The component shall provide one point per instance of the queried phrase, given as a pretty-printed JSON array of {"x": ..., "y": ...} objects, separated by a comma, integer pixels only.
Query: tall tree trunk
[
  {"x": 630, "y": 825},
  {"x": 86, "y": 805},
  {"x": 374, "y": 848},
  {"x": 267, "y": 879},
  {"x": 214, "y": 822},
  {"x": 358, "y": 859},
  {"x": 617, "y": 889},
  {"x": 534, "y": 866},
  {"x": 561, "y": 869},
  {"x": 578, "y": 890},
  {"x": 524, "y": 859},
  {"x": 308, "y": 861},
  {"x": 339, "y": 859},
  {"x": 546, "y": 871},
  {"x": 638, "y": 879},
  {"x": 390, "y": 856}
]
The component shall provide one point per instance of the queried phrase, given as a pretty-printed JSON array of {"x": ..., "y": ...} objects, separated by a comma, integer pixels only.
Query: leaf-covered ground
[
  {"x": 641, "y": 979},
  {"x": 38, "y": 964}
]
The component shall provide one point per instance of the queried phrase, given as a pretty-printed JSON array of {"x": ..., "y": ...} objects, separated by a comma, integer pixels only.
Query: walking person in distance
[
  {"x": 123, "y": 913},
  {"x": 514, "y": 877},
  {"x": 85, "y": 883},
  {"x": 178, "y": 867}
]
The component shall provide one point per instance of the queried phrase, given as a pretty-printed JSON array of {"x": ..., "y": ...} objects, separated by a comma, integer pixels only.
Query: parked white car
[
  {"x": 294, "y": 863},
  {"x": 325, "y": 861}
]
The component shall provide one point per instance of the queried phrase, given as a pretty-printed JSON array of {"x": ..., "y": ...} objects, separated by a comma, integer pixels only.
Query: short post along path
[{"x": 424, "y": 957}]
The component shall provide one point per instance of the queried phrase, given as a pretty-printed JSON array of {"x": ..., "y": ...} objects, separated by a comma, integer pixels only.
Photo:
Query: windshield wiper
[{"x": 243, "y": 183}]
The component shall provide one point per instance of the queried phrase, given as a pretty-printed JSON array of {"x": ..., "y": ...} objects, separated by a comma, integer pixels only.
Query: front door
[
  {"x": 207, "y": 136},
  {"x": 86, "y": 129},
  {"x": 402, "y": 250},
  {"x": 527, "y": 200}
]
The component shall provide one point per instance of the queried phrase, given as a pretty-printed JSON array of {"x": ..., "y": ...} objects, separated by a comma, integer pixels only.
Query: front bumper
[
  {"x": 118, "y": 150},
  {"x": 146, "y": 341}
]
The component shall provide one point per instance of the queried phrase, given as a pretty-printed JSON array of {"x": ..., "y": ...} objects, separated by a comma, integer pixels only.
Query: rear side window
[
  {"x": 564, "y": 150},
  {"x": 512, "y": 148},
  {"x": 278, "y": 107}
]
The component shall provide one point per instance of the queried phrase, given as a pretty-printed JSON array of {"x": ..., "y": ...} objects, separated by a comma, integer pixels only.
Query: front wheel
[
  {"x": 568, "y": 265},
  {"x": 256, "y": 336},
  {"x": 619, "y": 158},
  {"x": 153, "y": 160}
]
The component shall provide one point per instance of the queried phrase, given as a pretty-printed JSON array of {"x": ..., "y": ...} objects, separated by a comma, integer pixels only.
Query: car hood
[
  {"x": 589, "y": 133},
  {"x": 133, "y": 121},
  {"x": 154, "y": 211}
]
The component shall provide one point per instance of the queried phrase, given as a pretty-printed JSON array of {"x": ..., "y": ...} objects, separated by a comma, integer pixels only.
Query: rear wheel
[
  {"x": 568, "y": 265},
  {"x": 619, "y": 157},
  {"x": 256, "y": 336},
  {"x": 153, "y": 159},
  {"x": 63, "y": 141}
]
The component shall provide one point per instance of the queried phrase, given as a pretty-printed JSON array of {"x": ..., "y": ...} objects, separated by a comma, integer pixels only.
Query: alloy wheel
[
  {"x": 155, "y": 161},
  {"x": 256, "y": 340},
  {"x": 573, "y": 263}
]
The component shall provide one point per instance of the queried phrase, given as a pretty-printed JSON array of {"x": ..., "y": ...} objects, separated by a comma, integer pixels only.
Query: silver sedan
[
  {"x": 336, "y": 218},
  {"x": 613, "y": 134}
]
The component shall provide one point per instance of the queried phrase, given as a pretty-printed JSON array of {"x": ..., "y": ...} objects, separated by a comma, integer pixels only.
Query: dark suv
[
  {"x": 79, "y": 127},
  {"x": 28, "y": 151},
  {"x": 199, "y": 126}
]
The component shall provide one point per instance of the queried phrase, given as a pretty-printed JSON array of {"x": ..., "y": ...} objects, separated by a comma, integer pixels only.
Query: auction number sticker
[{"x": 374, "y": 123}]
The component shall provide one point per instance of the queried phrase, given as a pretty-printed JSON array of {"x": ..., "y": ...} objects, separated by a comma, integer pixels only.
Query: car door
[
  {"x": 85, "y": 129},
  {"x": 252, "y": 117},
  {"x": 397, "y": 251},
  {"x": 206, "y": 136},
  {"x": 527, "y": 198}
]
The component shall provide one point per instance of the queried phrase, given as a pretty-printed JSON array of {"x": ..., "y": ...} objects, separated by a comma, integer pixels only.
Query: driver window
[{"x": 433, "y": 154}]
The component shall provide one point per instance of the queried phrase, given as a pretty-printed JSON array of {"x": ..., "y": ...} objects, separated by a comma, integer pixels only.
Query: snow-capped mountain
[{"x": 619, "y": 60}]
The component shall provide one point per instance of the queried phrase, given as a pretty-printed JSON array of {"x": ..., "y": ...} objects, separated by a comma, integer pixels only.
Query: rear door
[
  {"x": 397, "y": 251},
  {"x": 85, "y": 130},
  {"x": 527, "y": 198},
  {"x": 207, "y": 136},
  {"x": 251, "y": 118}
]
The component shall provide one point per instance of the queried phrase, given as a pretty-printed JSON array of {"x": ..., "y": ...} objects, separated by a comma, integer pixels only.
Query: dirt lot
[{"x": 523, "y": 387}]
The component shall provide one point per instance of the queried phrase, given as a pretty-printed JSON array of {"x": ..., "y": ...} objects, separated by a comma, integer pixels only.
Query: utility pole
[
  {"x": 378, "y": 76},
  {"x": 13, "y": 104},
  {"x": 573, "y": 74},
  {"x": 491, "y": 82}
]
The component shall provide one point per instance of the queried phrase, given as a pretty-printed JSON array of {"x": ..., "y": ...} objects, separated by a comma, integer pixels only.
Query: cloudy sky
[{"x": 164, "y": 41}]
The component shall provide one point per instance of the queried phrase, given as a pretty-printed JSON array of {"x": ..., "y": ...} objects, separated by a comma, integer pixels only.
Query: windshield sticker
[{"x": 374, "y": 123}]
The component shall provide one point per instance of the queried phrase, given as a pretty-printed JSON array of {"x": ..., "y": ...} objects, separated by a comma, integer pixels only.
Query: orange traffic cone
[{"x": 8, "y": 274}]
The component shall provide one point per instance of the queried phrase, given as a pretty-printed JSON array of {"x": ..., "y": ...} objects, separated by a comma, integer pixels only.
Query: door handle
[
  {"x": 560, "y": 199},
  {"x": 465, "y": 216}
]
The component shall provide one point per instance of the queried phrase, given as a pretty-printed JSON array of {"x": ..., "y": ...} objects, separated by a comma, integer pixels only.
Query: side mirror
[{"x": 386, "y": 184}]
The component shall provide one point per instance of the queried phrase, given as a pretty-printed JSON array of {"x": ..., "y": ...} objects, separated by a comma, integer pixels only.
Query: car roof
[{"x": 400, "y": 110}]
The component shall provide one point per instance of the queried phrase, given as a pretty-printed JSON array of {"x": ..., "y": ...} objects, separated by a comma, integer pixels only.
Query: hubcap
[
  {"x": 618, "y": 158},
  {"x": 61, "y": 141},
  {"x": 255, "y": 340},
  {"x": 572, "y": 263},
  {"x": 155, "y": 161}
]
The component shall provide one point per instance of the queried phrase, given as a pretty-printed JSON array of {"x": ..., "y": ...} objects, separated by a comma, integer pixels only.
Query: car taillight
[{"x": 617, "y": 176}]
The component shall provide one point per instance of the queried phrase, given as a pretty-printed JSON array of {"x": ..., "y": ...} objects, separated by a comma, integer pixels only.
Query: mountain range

==*==

Pick out every line in the rows above that contains the string "sticker", matching case exactly, and copy each one.

COMPLETED TASK ▸
Query: auction number sticker
Query: windshield sticker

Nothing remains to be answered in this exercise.